**Region annotation entries:**
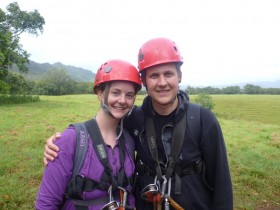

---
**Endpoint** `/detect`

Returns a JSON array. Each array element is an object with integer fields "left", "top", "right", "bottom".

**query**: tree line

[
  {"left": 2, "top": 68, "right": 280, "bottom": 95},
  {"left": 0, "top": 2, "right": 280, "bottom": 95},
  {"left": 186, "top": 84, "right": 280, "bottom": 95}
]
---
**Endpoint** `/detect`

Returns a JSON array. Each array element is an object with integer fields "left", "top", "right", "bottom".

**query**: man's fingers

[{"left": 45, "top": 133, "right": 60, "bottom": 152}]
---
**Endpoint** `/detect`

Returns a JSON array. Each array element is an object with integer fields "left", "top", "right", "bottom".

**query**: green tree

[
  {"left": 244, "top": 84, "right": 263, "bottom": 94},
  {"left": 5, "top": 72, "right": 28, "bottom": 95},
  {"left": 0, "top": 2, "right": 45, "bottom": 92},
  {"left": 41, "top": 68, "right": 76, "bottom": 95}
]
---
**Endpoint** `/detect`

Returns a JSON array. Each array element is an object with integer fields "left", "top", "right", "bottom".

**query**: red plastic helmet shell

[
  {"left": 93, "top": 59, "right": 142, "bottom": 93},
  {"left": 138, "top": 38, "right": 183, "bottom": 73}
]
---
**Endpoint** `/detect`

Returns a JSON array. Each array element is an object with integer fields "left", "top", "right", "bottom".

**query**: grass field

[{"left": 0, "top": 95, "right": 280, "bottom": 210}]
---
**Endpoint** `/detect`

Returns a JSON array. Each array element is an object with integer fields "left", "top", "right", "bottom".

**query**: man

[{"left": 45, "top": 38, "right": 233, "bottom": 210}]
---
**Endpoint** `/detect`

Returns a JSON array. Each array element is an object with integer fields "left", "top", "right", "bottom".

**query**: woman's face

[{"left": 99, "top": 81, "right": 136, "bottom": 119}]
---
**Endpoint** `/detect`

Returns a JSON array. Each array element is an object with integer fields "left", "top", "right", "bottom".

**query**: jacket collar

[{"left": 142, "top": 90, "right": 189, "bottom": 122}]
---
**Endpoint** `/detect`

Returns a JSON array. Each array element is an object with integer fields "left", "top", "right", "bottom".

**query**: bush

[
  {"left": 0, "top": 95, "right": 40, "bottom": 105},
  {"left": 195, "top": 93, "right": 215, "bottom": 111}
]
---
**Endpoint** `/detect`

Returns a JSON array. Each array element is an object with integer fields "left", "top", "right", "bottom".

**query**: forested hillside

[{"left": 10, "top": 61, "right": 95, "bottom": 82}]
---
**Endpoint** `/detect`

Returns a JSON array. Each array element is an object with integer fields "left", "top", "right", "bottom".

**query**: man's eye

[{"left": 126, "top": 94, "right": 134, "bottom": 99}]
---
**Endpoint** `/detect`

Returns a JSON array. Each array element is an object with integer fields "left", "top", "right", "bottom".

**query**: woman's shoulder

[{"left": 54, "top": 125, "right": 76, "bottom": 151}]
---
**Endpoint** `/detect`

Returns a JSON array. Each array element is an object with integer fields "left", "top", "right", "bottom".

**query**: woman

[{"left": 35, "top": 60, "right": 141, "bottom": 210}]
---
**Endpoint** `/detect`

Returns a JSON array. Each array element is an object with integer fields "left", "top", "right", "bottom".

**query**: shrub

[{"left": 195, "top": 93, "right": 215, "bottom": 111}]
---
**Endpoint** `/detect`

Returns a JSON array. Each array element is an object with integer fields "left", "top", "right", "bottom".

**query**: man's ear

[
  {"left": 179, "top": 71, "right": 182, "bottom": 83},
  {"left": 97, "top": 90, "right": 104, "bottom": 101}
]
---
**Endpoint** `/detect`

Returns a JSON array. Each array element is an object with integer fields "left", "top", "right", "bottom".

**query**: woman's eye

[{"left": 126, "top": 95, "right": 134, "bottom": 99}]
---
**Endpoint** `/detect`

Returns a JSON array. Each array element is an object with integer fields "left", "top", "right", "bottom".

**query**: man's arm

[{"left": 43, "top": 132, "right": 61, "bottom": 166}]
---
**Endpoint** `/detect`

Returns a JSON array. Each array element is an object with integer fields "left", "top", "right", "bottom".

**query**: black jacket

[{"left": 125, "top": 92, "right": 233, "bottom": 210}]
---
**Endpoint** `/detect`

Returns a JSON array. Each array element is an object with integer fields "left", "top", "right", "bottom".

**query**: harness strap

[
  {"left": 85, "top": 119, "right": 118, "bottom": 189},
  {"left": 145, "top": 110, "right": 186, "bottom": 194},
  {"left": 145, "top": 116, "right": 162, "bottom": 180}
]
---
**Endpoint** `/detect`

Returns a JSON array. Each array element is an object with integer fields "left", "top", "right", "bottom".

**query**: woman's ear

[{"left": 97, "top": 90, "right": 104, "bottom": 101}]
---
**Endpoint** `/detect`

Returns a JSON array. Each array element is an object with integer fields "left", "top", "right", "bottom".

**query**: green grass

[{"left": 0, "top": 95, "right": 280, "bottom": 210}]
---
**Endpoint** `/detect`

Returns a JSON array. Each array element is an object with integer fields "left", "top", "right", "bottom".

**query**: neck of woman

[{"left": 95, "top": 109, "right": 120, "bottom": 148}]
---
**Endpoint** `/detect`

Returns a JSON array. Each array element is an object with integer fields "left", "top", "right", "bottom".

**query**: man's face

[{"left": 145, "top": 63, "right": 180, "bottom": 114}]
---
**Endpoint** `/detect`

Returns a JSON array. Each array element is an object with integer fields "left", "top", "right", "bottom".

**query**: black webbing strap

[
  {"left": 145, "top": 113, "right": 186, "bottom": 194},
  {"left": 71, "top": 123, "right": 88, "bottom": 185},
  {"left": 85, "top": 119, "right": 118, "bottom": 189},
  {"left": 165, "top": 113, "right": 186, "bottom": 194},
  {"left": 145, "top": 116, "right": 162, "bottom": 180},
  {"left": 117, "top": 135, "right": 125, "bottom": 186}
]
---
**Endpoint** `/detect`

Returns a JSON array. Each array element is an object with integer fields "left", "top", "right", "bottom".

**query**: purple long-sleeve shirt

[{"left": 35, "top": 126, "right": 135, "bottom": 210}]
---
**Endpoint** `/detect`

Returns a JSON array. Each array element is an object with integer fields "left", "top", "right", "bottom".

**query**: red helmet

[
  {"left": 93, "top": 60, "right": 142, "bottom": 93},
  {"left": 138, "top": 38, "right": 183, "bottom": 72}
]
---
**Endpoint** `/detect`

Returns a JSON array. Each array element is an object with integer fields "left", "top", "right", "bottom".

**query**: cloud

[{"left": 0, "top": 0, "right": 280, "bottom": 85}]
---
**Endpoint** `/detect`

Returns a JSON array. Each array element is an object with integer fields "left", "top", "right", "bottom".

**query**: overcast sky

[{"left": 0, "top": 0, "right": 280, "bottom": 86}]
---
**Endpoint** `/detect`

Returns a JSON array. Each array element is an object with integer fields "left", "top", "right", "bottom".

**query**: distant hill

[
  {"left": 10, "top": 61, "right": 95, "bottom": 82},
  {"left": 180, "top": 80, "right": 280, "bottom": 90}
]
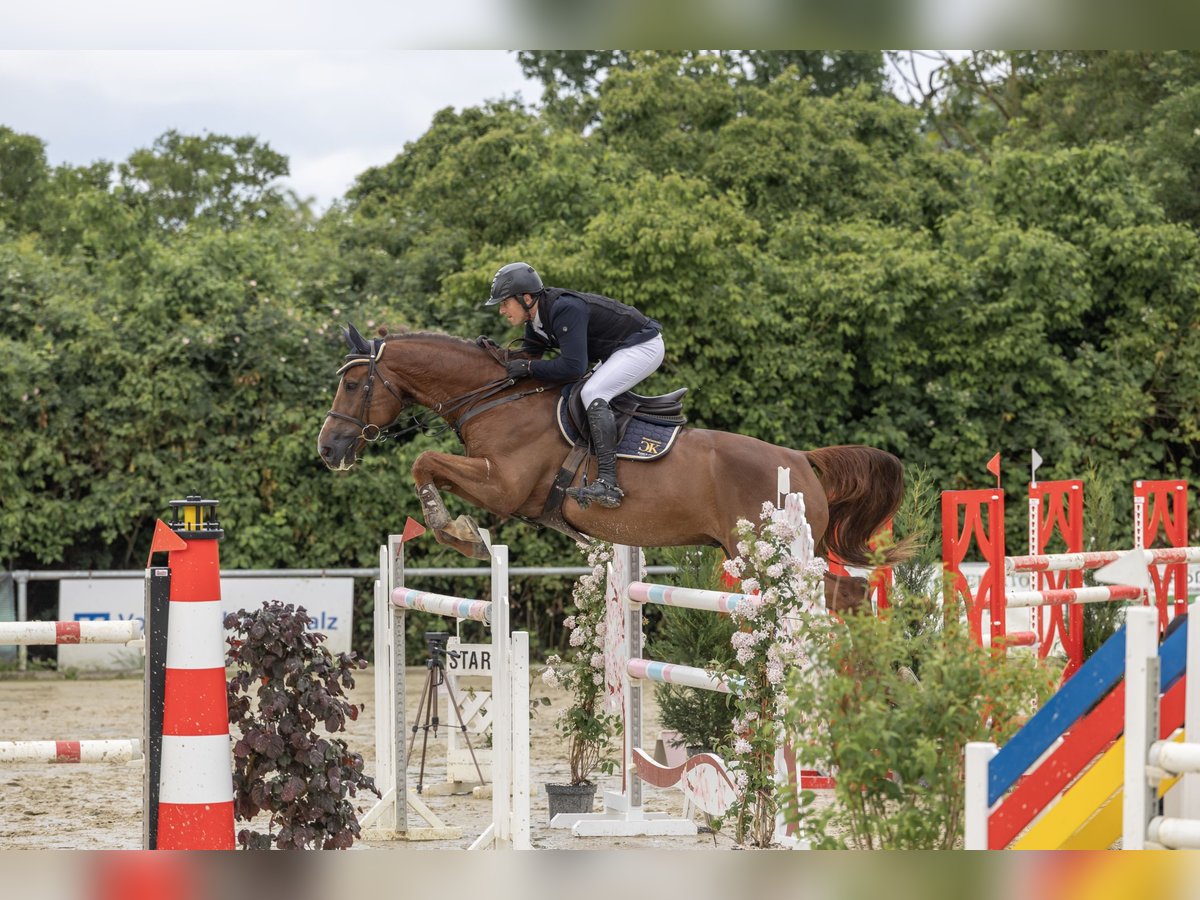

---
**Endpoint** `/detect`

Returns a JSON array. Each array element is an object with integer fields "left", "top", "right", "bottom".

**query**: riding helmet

**Task directions:**
Please go through the data above and keep only the lines containing the string "helmet", copying each one as it appears.

**Written solution:**
**query**: red plastic helmet shell
**query**: red helmet
**query**: riding helmet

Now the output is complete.